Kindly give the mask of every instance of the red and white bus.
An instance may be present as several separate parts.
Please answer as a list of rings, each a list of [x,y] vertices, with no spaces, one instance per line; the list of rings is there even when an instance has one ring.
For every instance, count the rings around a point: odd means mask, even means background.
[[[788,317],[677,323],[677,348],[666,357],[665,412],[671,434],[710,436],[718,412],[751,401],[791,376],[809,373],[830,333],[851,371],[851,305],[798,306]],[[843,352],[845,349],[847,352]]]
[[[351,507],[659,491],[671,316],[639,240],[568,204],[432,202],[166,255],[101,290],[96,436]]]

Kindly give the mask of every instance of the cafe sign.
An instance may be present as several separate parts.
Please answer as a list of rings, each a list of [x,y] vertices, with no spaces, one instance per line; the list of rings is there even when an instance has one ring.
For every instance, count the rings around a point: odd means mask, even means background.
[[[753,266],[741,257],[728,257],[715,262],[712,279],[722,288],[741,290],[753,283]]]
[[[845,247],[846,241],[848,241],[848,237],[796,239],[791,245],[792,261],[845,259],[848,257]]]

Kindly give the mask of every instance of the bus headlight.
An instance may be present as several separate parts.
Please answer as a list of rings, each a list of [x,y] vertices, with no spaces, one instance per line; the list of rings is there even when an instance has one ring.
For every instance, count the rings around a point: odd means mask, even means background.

## Instruction
Copy all the items above again, replacing each "background" with "no mask" and keeping everything else unchanged.

## Task response
Kindly give the mask of every instance of the red and white bus.
An instance may be present as several separate parts.
Please answer as a list of rings, each a list of [x,y] vertices, with no spaces, one instance per line; the list of rings is there even when an instance has one ring.
For every instance, count the rings around a point: odd means mask, even means no mask.
[[[788,317],[677,323],[677,348],[666,357],[665,412],[671,434],[710,436],[718,412],[751,401],[791,376],[809,373],[830,333],[851,371],[851,305],[798,306]],[[843,352],[845,349],[847,352]]]
[[[351,507],[659,491],[671,316],[639,240],[568,204],[432,202],[166,255],[101,290],[96,436]]]

Kindly give the mask of every instance of the cafe sign.
An instance may be present as several separate parts.
Please answer as a list of rings, each a list of [x,y] vertices, with no spaces, one instance per line; the list of rings is there even when an instance has one ring.
For every instance, count the rings around a point: odd means mask, even means no mask.
[[[753,266],[741,257],[728,257],[715,262],[712,279],[722,288],[741,290],[753,283]]]
[[[845,247],[846,241],[848,241],[848,237],[796,239],[791,245],[792,261],[845,259],[848,257]]]

Kindly give the mask of every instance of the bus headlight.
An instance may be present as several separate parts.
Please answer as a list of rings, each a list of [x,y] vertices, with no spaces, one instance per line; the list of rings is there even when an instance has one ring.
For every instance, count the rings around a point: odd means mask, even means no mask.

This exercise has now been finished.